[Opening TASK INPUTS section]

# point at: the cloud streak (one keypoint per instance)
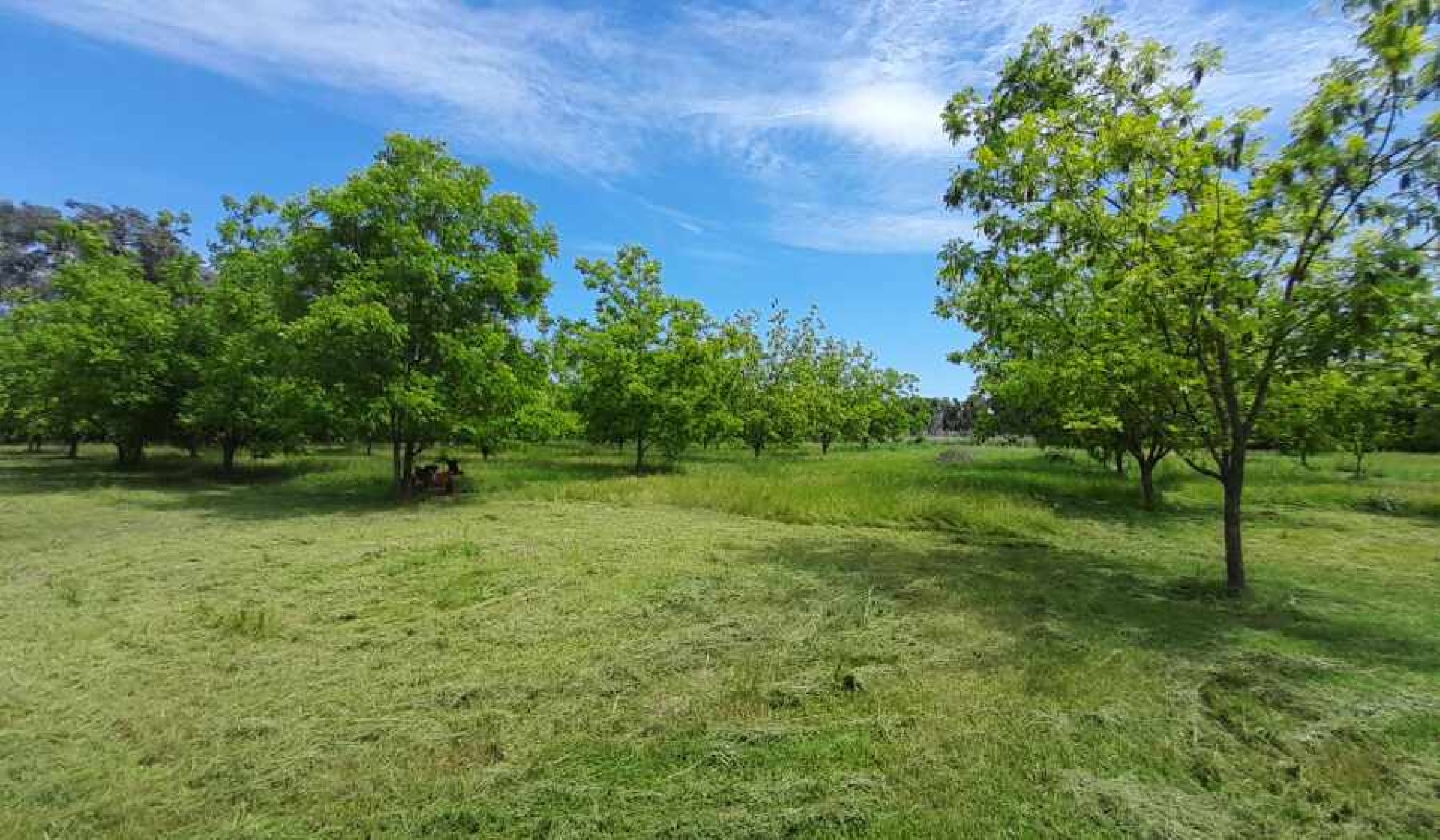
(828, 111)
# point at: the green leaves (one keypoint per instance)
(1131, 234)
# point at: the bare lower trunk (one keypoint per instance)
(1234, 548)
(228, 448)
(130, 453)
(1147, 483)
(408, 467)
(400, 477)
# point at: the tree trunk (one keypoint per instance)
(1234, 483)
(399, 473)
(130, 453)
(228, 448)
(1147, 483)
(408, 467)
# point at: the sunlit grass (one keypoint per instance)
(872, 643)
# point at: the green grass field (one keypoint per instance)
(874, 643)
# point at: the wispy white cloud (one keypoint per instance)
(828, 110)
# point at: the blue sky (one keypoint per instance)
(774, 152)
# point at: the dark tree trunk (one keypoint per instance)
(1234, 483)
(228, 448)
(408, 467)
(1148, 483)
(130, 453)
(398, 469)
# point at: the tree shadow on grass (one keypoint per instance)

[Closing TASK INPUTS section]

INSTRUCTIONS FOR THE TASK: Beginning with the line that holds "# point at: the tree trunk", please give again each line exactly until the records end, and include that final line.

RESULT OF THIS TASK:
# point at: the tree trunk (one keypoint per instance)
(1234, 483)
(399, 473)
(130, 453)
(228, 448)
(1147, 483)
(408, 467)
# point at: the sunlit grass (one keypoint per instance)
(872, 643)
# point at: the green grass field (one keypoint per instance)
(874, 643)
# point at: the wispy white cloud (one keypoint per instance)
(828, 110)
# point at: the blue sky (one keypoint per instance)
(774, 152)
# point at: the dark tree trunk (one keypoint per instance)
(1234, 483)
(228, 448)
(408, 467)
(1148, 483)
(130, 453)
(398, 469)
# point at: the tree shadow on grass (one keypoint per instance)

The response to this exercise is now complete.